Exercise data:
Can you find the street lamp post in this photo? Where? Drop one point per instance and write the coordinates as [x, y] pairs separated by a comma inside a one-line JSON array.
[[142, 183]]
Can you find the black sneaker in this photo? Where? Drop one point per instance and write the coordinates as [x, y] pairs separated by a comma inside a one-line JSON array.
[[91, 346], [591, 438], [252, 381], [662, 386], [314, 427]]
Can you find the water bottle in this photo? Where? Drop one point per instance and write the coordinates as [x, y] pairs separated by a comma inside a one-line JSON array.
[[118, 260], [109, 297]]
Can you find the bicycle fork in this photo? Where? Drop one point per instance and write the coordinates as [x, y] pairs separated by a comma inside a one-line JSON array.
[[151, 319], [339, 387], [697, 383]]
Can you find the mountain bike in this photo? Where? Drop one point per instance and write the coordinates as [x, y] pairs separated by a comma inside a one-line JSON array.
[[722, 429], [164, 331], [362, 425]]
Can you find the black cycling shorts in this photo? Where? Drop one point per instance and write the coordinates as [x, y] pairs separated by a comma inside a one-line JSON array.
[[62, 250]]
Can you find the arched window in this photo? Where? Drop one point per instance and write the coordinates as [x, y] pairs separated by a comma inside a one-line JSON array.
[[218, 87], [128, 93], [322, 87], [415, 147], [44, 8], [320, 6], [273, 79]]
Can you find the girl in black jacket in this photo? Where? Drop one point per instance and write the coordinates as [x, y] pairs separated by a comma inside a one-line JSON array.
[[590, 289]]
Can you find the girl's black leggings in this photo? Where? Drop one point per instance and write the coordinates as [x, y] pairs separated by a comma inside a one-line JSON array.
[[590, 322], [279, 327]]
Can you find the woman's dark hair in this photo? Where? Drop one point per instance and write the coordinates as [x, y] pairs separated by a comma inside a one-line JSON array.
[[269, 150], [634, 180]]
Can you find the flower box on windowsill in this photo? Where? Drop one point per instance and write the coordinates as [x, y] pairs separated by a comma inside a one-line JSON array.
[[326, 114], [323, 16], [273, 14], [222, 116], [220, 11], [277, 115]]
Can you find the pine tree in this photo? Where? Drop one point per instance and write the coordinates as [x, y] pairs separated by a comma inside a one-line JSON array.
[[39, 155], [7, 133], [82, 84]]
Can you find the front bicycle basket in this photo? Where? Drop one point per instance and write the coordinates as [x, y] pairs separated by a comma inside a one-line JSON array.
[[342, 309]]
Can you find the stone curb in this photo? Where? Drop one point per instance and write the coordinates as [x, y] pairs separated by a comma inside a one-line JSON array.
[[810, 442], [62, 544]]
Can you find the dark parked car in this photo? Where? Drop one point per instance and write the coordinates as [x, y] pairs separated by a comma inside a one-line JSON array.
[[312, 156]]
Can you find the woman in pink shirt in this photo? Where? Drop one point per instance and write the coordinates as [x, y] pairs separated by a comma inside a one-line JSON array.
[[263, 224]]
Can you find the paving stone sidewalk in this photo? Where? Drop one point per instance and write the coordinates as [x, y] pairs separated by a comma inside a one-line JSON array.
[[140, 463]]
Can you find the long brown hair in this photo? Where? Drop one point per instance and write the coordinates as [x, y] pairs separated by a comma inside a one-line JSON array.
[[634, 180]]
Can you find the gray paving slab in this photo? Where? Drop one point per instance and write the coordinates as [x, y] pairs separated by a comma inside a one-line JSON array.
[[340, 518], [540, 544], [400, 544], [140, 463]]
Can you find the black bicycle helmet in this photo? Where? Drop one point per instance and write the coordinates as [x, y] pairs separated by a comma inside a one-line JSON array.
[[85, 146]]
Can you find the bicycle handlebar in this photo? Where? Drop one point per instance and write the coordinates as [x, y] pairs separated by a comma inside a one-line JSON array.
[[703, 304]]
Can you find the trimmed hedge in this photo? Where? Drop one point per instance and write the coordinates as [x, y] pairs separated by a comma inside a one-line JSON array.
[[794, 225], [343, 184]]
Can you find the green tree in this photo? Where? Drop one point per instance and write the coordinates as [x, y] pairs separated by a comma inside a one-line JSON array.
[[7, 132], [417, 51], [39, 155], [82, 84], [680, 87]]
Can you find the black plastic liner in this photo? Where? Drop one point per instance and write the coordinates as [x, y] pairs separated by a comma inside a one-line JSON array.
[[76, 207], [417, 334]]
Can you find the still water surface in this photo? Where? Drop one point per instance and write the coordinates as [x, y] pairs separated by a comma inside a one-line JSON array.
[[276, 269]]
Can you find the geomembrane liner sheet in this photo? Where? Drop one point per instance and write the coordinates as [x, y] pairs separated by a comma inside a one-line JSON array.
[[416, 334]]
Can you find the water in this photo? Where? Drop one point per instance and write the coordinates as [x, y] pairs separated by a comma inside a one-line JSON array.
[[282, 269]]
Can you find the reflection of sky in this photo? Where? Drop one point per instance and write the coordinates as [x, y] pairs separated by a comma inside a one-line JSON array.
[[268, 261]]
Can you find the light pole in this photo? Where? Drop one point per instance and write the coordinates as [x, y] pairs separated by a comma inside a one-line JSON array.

Task objective: Repeat all of the records above word for word, leaving every line unchanged.

Answer to this task:
Can you find the street lamp post in this photo? Where? Drop one point per instance and write the coordinates as [x, y] pairs separated by a comma inside a one-line JSON array.
[[142, 183]]
Can you find the black sneaker in this photo? Where? Drop one point per instance and write the coordinates as [x, y] pairs separated by a comma inside a one-line JSON array.
[[91, 346], [591, 438], [252, 381], [662, 386], [314, 427]]
Can you find the water bottle in this photo? Where? Drop one point per instance and write the coordinates as [x, y] pairs separated by a comma inside a one-line JSON array.
[[118, 260], [109, 297]]
Can you find the bicycle fork in this photo? Where? Drop one point per instance and write the coordinates as [x, y] pairs separated by a comma inside a one-line JSON array.
[[151, 319], [339, 387], [697, 383]]
Can you find the mountain bike in this photo? Where? Drop one point per instance and write the coordinates as [x, y] pairs separated by a comma inside a one-line JSON array.
[[722, 429], [164, 331], [362, 425]]
Can you find the black cycling shorts in this photo? Where? Drop one point per instance and write the coordinates as [x, y] pairs separated by a comma inside a one-line JSON array.
[[62, 250]]
Can you find the arched window in this photo? Where? Drop one point per instance and write the coordinates as [x, y] pairs separated by a comma inside a one-line JSON array.
[[218, 87], [128, 93], [322, 87], [415, 147], [44, 8], [320, 6], [273, 79]]
Can you find the girl in black jacket in this photo? Where? Drop one point per instance and write the coordinates as [x, y] pairs separated by a comma inside a one-line JSON array.
[[590, 289]]
Can you find the girl's black leggings in this photo? Where? Drop one point per instance and write the coordinates as [x, y] pairs separated by a comma inside a one-line JSON array.
[[590, 322], [279, 327]]
Can you find the woman's dark hair in this photo? Where? Drop one point per instance and write the coordinates as [x, y] pairs separated by a comma inside a one-line JSON array.
[[269, 150], [634, 180]]
Can you find the flower box on windowsill in this photo? Where? Drop one point per instance and write the coordinates as [x, y] pairs separated by a comma inside a one-line JSON array.
[[326, 114], [323, 16], [273, 14], [222, 116], [220, 11], [277, 115]]
Can you find the pine tree in this photo? Where? Drop one point per instance and write the coordinates as [x, y] pairs separated by a comma inside a one-line JSON array.
[[39, 155], [7, 133], [82, 84]]
Can you find the front bicycle basket in this photo? Where? Drop one point per instance and write the coordinates as [x, y] pairs separated by a comma inside a one-line JSON array.
[[342, 309]]
Can you find the stone curb in this photo? Where? Drop one point per instance and write the coordinates as [x, y] pairs separated by a comma inside a one-line JSON array.
[[810, 442], [62, 544]]
Can you find the dark parked car in this photo? Where? Drop one point per instance and write the coordinates as [x, y] pairs separated by a comma inside a one-line JSON array.
[[312, 156]]
Can you find the woman in pink shirt in this photo? Where? Drop one point per instance and write the coordinates as [x, y] pairs separated by a comma inside a one-line JSON array.
[[263, 224]]
Can you find the paving stone sidewalk in this photo? Where? Drop one point per instance and write the coordinates as [x, y] pairs separated by a comma inside a one-line JSON array.
[[140, 463]]
Can you find the long brown hair in this photo? Where? Drop one point per instance and write the coordinates as [x, y] pairs separated by a comma inside a one-line JSON array.
[[634, 180]]
Can you find the gray paving slab in this photo? Where? Drop one point per instance and write the coordinates as [x, y] pairs separated by a comma inside a one-line JSON array.
[[340, 518], [540, 544], [400, 544], [140, 463]]
Can you find the black bicycle helmet in this photo? Where? Drop one point per instance and write the coordinates as [x, y] pairs separated by a comma inside a one-line JSON array.
[[85, 146]]
Can you find the bicycle handlebar in this photo? Where? Drop one point per instance and write the coordinates as [x, y] pairs separated by a comma inside a one-line JSON array.
[[703, 304]]
Can you find the trimmed hedge in this photo? Where? Drop one point per instance and write the coordinates as [x, y] pairs separated by a comma inside a one-line JSON array.
[[794, 225], [343, 184]]
Can you find the green tree in this photo? Where? Drop one point per instance and write the coordinates as [x, y] pairs separated by a comma inside a one-line JSON array.
[[7, 132], [417, 51], [39, 155], [82, 84], [680, 87]]
Can you find the black plastic liner in this photo? Where? Drop one point per instance and write the coordinates as [x, y] pairs separated by a comma inside a one-line JSON array.
[[76, 207], [417, 334]]
Can you find the still water surface in this photo? Where? Drop one point per instance and write the coordinates as [x, y] pairs separated by a comma inside a one-line JSON array.
[[276, 269]]
Can you find the geomembrane liner sheet in this photo? Where? Drop one point per instance and write the coordinates as [x, y] pairs separated by a comma inside a one-line JSON array.
[[416, 334]]
Can you find the water in this photo? Where? Drop one point per instance and write the coordinates as [x, y] pairs separated by a comma inside a one-line JSON array.
[[282, 269]]
Can you find the reflection of sky in this photo? Where? Drop one point per instance and write the coordinates as [x, y] pairs separated by a comma inside a one-line JSON array.
[[268, 261]]
Can you find the light pole in this photo? Where? Drop one point per instance and write the coordinates as [x, y] pairs separated by a comma inside a one-line JSON array.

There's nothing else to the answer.